_SET OF TASKS_.
1. According to the Paramount Theatre renovation article, in what year did the original building open?
2. Copy the Paramount Theatre renovation article from "Romantic is the" up to and including "first official season.", word for word.
3. Proceed with the Paramount Theatre renovation article from the point where it stops.

== PAGE

Romantic is the notion of renovating a vintage movie palace, its walls reverberating with images of stars from the past and the voices of the greats.

In reality, such a project can be challenging for the architects, consultants, and acousticians, as they face these ghosts of the past in order to create a technically modern theatre. A case in point is The Paramount Theatre in Boston, renovated as part of the Emerson College Paramount Center and its performing arts campus. Five years in the making, The Paramount opened last winter, and 2010-11 is its first official season.

“The whole building was in disrepair after being empty for many years,” says Steven Friedlander, principal-in-charge at Auerbach Pollock Friedlander (APF) for the Emerson College Paramount Center and the firm’s New York office. “Very little historic fabric was intact. Some of the reliefs remained, but most of the murals were damaged and falling off.” Donald Guyton, senior associate in the New York office, who served as project manager, adds, “Elkus Manfredi Architects did extensive research into the original building, which opened in 1932, and other Paramount Theatres across the country from the same era.”

====
== PROVIDED MATERIAL

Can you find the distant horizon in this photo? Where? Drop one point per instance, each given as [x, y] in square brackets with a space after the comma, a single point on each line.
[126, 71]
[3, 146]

====
== PROVIDED MATERIAL

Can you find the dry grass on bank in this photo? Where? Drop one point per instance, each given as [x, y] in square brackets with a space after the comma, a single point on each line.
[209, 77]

====
== PROVIDED MATERIAL

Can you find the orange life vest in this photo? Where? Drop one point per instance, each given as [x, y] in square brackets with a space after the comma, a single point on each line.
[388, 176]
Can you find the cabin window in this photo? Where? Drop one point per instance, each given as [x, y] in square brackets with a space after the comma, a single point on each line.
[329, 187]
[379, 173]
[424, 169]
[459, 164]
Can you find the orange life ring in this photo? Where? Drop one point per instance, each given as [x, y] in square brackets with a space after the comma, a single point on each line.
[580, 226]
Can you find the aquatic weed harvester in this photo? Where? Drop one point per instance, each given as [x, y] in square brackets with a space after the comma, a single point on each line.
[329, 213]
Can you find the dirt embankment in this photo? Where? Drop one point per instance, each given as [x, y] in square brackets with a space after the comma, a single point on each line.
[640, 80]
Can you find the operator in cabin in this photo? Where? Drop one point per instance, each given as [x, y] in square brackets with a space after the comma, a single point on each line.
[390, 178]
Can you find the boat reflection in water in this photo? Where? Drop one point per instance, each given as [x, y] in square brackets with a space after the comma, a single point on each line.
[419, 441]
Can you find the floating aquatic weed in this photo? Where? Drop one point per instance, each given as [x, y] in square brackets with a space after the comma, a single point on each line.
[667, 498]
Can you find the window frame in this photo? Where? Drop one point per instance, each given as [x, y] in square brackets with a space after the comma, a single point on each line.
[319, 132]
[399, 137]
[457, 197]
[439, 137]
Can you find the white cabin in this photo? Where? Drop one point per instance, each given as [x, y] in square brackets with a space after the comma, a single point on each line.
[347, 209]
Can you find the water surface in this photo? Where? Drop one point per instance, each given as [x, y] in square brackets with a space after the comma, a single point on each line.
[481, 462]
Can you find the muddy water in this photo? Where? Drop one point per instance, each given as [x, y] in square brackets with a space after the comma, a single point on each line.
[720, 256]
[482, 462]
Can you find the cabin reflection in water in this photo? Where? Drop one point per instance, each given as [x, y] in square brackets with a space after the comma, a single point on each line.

====

_RESPONSES_.
1. 1932

2.
Romantic is the notion of renovating a vintage movie palace, its walls reverberating with images of stars from the past and the voices of the greats.

In reality, such a project can be challenging for the architects, consultants, and acousticians, as they face these ghosts of the past in order to create a technically modern theatre. A case in point is The Paramount Theatre in Boston, renovated as part of the Emerson College Paramount Center and its performing arts campus. Five years in the making, The Paramount opened last winter, and 2010-11 is its first official season.

3.
For Elkus Manfredi, Howard Elkus was the partner-in-charge, Ross Cameron was the project architect, and Robert Koup was the design architect through design development. This is the second historic renovation project for this team at Emerson College. The first was the Cutler Majestic Theatre, just a few blocks away. “The college is committed to developing its downtown campus, and the Paramount property was perfectly located near its other facilities,” notes Cameron. “The college is using both theatres as the base for a performance series designed to attract artists that would otherwise not be able to perform in Boston.”

This time, one of the biggest challenges was redefining the shape of the room. “The original Paramount Theatre was a fairly narrow room and could not be expanded beyond the original footprint, requiring a creative approach to the stage and audience area design,” says Friedlander. Major changes were required to convert the original 1,700-seat movie theatre into a 596-seat proscenium theatre. The new seats by Irwin Seating Company (Rialto with Cascade end standards) are upholstered in a Dijon-mustard tone in keeping with the warm look of the room.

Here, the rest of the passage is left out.